======== Dataset ========

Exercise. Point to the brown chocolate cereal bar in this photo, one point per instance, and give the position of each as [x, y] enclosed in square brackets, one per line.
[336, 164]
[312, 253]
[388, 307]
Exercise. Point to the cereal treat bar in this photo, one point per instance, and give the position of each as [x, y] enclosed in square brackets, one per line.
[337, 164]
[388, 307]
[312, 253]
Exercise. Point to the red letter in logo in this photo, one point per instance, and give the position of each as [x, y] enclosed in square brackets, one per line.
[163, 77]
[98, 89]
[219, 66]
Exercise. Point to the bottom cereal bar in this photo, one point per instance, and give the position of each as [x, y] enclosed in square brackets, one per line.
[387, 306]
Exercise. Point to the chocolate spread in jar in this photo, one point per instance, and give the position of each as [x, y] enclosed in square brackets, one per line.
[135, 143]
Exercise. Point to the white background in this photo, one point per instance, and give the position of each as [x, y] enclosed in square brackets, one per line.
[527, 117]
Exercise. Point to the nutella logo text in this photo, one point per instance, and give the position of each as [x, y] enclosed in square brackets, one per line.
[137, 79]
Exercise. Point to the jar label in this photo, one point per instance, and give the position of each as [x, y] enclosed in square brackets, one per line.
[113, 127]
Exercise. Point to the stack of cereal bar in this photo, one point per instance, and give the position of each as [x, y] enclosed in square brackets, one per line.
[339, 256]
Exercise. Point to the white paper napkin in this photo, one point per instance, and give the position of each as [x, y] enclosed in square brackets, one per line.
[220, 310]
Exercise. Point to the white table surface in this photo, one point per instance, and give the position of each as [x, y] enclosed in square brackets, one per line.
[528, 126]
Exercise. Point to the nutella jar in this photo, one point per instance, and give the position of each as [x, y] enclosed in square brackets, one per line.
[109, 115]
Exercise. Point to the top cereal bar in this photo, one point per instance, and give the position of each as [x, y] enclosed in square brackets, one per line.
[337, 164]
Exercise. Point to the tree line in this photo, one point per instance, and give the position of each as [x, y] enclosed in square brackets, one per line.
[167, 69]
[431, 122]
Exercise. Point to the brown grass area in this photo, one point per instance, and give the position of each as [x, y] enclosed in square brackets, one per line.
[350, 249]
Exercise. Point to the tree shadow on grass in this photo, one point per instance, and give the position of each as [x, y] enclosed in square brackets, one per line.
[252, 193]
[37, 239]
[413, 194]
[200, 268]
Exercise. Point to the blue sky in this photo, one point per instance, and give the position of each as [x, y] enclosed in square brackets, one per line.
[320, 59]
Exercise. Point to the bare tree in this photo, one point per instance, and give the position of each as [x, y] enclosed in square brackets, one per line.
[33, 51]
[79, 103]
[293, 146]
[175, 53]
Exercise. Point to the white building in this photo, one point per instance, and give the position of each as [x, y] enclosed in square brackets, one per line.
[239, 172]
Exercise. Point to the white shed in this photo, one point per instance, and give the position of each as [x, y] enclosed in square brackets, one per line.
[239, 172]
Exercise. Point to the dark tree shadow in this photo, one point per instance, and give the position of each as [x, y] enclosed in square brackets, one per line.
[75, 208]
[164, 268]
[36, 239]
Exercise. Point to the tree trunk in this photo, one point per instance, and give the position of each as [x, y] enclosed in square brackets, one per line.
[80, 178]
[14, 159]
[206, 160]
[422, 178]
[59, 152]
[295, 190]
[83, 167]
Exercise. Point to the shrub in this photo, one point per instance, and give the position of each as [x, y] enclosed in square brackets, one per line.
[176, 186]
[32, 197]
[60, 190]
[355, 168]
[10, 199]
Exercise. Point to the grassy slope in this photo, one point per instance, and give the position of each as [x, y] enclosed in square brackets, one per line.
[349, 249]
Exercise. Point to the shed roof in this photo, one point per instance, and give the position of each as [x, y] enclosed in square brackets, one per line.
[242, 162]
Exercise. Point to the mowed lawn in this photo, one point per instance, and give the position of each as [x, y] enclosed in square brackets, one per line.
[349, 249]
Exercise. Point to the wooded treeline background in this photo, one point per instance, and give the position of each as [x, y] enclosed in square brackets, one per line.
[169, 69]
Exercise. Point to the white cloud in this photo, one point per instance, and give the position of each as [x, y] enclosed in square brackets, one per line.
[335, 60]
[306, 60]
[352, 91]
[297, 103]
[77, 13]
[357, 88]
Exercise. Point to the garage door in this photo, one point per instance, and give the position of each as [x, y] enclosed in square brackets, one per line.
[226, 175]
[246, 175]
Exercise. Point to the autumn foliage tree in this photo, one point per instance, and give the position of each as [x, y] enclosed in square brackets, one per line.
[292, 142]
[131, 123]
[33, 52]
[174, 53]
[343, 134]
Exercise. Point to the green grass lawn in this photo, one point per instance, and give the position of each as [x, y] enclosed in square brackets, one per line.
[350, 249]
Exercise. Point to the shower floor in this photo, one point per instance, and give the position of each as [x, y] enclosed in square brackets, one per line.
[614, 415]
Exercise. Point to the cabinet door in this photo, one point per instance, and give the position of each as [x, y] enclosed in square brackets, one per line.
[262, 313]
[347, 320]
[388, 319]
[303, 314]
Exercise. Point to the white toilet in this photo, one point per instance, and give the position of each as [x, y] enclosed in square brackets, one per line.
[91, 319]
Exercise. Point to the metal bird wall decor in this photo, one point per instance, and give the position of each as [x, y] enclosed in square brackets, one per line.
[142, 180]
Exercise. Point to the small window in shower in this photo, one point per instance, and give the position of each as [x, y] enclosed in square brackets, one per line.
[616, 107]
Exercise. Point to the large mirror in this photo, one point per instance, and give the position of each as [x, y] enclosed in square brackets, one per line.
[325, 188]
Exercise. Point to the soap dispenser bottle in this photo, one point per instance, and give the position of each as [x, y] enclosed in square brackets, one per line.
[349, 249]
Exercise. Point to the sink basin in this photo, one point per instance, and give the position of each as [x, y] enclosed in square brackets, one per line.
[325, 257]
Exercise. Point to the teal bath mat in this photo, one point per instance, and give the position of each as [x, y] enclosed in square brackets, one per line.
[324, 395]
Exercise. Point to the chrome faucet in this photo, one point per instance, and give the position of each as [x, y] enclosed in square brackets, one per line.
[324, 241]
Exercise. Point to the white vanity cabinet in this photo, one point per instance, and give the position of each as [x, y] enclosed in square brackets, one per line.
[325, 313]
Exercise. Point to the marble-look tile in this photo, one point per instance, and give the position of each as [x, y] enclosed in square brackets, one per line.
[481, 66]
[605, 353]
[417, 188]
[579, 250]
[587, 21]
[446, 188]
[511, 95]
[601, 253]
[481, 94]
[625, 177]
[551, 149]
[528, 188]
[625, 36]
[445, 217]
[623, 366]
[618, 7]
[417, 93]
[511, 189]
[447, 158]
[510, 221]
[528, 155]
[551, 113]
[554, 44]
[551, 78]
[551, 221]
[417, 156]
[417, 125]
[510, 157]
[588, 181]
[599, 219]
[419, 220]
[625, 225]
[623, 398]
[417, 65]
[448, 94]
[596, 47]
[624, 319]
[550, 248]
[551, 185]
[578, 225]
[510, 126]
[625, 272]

========

Copy all the lines, exactly.

Exercise. Point to the brown chocolate cereal bar in this photo, one point per instance, and give the position of each as [x, y] enclosed in square brackets, one per line.
[336, 164]
[312, 253]
[388, 307]
Exercise. Point to the cereal treat bar in this photo, one point per instance, and give the position of each as [x, y] enclosed in square brackets, one per line.
[337, 164]
[388, 307]
[312, 253]
Exercise. Point to the red letter in logo in this photo, one point per instance, and give the position of each as [x, y] enclosed in square brackets, one per line.
[163, 77]
[98, 89]
[219, 66]
Exercise. Point to the bottom cereal bar in this photo, one point per instance, and give the position of each as [x, y] enclosed in square brackets, one per line.
[387, 306]
Exercise. Point to the chocolate spread in jar in this photo, one point per instance, and give the position of each as [x, y] enclosed in square brackets, one per line.
[135, 143]
Exercise. Point to the white background in this photo, one point per instance, and give the position of each as [x, y] enclosed in square brackets, one per line.
[527, 117]
Exercise. Point to the nutella logo text in this photo, one point per instance, and give the position of each as [x, y] enclosed in square brackets, one per line.
[137, 79]
Exercise. Point to the jar label in this photo, one point per instance, and give the position of each as [x, y] enclosed in square brackets, one per line.
[113, 127]
Exercise. Point to the stack of cereal bar in this photo, one point per instance, and give the position of each as [x, y] enclosed in square brackets, one per line.
[339, 256]
Exercise. Point to the white paper napkin in this photo, one point per instance, and give the position of each as [x, y] enclosed in square brackets, one per line.
[220, 310]
Exercise. Point to the white table surface in this photo, one point per instance, and give the position of each as [x, y] enclosed in square brackets, one per line.
[528, 126]
Exercise. Point to the nutella jar in this photo, one point per instance, and give the position of each as [x, y] enclosed in square brackets, one per line.
[109, 115]
Exercise. Point to the top cereal bar in this photo, one point per instance, and give the position of each as [x, y] enclosed in square brackets, one per line.
[337, 164]
Exercise. Point to the tree line in this photo, one point per instance, and give the position of each as [x, y] enclosed in square brackets, one per line.
[167, 69]
[431, 122]
Exercise. Point to the brown grass area in this photo, one point per instance, and give the position of each as [x, y] enclosed in square brackets, one per line.
[350, 249]
Exercise. Point to the tree shadow on grass in this photo, one point per instance, and give the position of each as [x, y] enclosed in square brackets, one per line.
[252, 193]
[37, 239]
[413, 194]
[200, 268]
Exercise. Point to the blue sky in this photo, one point per instance, and give the position of each as [x, y] enclosed in square brackets, one per line.
[320, 59]
Exercise. Point to the bare tree in this photo, one point per instance, and give the position of each as [x, y] enclosed in square brackets, one per line.
[33, 51]
[79, 103]
[293, 146]
[175, 53]
Exercise. Point to the white building in this photo, one point per instance, and give the position of each as [x, y] enclosed in square brackets, one per line.
[239, 172]
Exercise. Point to the white shed in this photo, one point per instance, and give the position of each as [x, y] enclosed in square brackets, one per line.
[239, 172]
Exercise. Point to the dark tree shadow in this photo, one point per instance, and give the position of each as [x, y] enclosed in square brackets, one per line.
[75, 208]
[164, 268]
[36, 239]
Exercise. Point to the tree trunk in this photo, one point per instance, and give the position of each as [x, y] enclosed in square brackets, one per line.
[80, 178]
[14, 159]
[206, 160]
[422, 178]
[59, 152]
[295, 190]
[83, 167]
Exercise. Point to the shrub in this photo, one point per instance, and give the position of each as [x, y] enclosed in square brackets, one per line.
[176, 186]
[32, 197]
[60, 190]
[355, 168]
[10, 199]
Exercise. Point to the grassy slope in this photo, one point per instance, and give the position of each as [x, y] enclosed in square brackets, one per line.
[349, 249]
Exercise. Point to the shed roof in this photo, one point per instance, and give the position of each as [x, y] enclosed in square brackets, one per line.
[242, 162]
Exercise. Point to the mowed lawn in this photo, one point per instance, and give the position of each as [x, y] enclosed in square brackets, one per line.
[349, 249]
Exercise. Point to the wooded treeline background in this photo, one point per instance, and give the position of each as [x, y] enclosed in square brackets, one per line.
[169, 69]
Exercise. Point to the white cloud in this photo, one point per instance, and give the position of each as [x, y] enclosed in square brackets, one per line.
[335, 60]
[306, 60]
[352, 91]
[297, 103]
[77, 13]
[357, 88]
Exercise. Point to the garage door in this photo, one point per instance, and give the position of each as [x, y] enclosed in square brackets, one per line.
[226, 175]
[246, 175]
Exercise. Point to the autumn foliage tree in this photo, one point per instance, and give the position of each as [x, y] enclosed in square brackets, one per line.
[292, 142]
[131, 123]
[33, 52]
[174, 53]
[343, 134]
Exercise. Point to the green grass lawn in this photo, one point per instance, and give the position of each as [x, y] enclosed in square brackets, one per line.
[350, 249]
Exercise. Point to the shower floor in this photo, one point per instance, and give the position of each as [x, y] enclosed in square brackets, one per line.
[614, 415]
Exercise. Point to the cabinet door in this photo, one point per instance, and give the position of each as [x, y] enclosed in square brackets, one per line.
[262, 313]
[347, 320]
[388, 319]
[303, 314]
Exercise. Point to the white toilet in this photo, one point per instance, and give the position of each as [x, y] enclosed in square brackets, one per line.
[91, 319]
Exercise. Point to the metal bird wall decor in this photo, one point per instance, and give the position of each as [x, y] enclosed in square brackets, one per line.
[142, 180]
Exercise. Point to the small window in shower in this photo, one point per instance, and give the position of each as [x, y] enclosed in square brackets, one per line.
[616, 107]
Exercise. Point to the large mirror in this photo, one point per instance, and give the position of each as [x, y] enclosed in square brackets, one per line.
[325, 188]
Exercise. Point to the soap dispenser bottle in this photo, one point per instance, and give the position of each as [x, y] enclosed in square brackets, one per line.
[349, 249]
Exercise. Point to the sink basin in this photo, one point per instance, and give the position of each as [x, y] enclosed in square brackets, one per line.
[325, 257]
Exercise. Point to the teal bath mat in this photo, one point per instance, and give the position of each as [x, y] enclosed in square brackets, one per line.
[324, 395]
Exercise. Point to the chrome faucet in this photo, one point per instance, and give the position of each as [x, y] enclosed in square brackets, one per line.
[324, 241]
Exercise. Point to the white vanity cabinet in this photo, one point per instance, and give the position of each as [x, y] enclosed in square brackets, one per line.
[325, 313]
Exercise. Point to the marble-look tile in this photo, one point per instance, and give the position of each as [x, y] enclosed in square brackets, one per line.
[481, 66]
[605, 353]
[417, 188]
[579, 250]
[587, 21]
[446, 188]
[511, 95]
[601, 253]
[481, 94]
[625, 177]
[551, 149]
[528, 188]
[625, 36]
[445, 217]
[623, 366]
[618, 7]
[417, 93]
[511, 189]
[447, 158]
[510, 221]
[528, 155]
[551, 113]
[554, 44]
[551, 78]
[551, 221]
[417, 156]
[417, 125]
[510, 157]
[588, 181]
[599, 219]
[419, 220]
[625, 225]
[623, 398]
[417, 65]
[448, 94]
[596, 47]
[624, 319]
[550, 248]
[551, 185]
[578, 225]
[510, 126]
[625, 272]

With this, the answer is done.